◆ Reading passage

▽

SS22: Puppets and Puppets.
Who isn’t ready to shed pandemic isolation? “We’re all craving socialization, so I wanted the collection to feel like a haunted party,” Carly Mark of Puppets & Puppets said after her show on Sunday. “People are getting out of the house, but we’ve still got something funky going on.”
Funky and plenty charming. Mark is an artist and naturally brings that perspective to her fashion, but without high-minded pedantry. These are clothes to enjoy rather than ponder. And to wear. After launching for Fall 2019, Mark quickly shed the one-off art-piece concept in favor of fare more suited to building a viable business. The collection currently sells at Ssence, and Mark hopes that this effort will attract more retailers. Backstage, she boasted that every piece is “production ready.”
To that end, most of the wackiness coming in add-ons: cheesy headgear (Swiss wedge and Parmesan wheel bonnets); “breast plates” (a pair of saucers) attached to a toile du jouy corset look. The clothes are deceptively accessible, while distinctive and eccentric in their range, from the first look out, an oversized, slouchy pantsuit, to a storybook cage-skirt evening gown.
Mark believes in the power of a pretty dress and showed plenty, including a tulip-print halter slip and vaguely retro puffed-sleeved flannel bustier number. She impressed, too, with her affinity for knitwear, whether a simple logo sweater, curvy purple dress with S-placket or flirty patchwork skating frock. And she loves offbeat layering, often building looks atop vibrant, tricked-out vintage leotards.
It all coalesced into a delightful show with a different-drummer ethos. To wit, Mark walked her own runway dressed as one might imagine a naughty Elizabethan transported to the Follies Bergère – high-cut, fruit-print velvet bustier bodysuit with puffed taffeta sleeves, dark sheer hose and stilettos. How did she make that unexpected call? “With a lot of encouragement from my team.”

△

◆ Data for review
▽

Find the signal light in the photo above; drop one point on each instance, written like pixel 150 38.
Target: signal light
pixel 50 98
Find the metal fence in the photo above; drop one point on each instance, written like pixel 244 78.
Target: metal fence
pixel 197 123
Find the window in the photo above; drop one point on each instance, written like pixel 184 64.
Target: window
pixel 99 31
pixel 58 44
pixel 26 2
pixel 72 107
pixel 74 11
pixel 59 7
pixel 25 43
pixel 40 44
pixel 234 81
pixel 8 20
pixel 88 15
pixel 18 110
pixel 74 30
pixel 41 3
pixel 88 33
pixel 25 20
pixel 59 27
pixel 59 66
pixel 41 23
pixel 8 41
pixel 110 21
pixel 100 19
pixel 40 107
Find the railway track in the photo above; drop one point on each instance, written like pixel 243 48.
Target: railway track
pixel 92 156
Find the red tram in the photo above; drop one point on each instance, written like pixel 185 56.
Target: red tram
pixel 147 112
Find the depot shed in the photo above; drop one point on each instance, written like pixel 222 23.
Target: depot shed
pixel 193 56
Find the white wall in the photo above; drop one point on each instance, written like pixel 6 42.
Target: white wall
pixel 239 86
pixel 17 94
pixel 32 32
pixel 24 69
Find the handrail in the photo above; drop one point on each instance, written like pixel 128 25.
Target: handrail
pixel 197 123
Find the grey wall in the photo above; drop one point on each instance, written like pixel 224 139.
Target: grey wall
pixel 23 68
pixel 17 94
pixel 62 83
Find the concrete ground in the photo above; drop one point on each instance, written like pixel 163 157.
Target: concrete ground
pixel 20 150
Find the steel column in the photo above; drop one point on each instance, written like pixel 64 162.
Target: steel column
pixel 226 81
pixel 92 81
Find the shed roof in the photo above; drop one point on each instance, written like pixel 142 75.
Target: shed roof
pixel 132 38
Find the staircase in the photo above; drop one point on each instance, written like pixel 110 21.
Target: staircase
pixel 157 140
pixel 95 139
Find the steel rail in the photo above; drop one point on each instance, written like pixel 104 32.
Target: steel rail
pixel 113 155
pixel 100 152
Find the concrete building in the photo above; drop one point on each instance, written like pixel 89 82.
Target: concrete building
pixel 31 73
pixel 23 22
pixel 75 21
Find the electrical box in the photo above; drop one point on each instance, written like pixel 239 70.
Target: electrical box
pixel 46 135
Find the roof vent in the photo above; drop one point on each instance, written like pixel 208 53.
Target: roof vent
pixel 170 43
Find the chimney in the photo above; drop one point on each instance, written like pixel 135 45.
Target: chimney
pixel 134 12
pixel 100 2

△
▽

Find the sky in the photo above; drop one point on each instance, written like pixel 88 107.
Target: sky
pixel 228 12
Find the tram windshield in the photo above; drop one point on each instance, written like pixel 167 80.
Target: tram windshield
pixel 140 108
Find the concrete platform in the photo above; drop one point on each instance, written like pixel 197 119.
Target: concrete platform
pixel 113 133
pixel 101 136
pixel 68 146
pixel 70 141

△

◆ Work order 1
Transcribe the Puppets and Puppets show review from "Mark believes in" to "tricked-out vintage leotards.".
◆ Work order 2
According to the Puppets and Puppets show review, which retailer currently sells the collection?
The listing has nothing to do with what is asked here.

◆ Exercise answer 1
Mark believes in the power of a pretty dress and showed plenty, including a tulip-print halter slip and vaguely retro puffed-sleeved flannel bustier number. She impressed, too, with her affinity for knitwear, whether a simple logo sweater, curvy purple dress with S-placket or flirty patchwork skating frock. And she loves offbeat layering, often building looks atop vibrant, tricked-out vintage leotards.

◆ Exercise answer 2
Ssence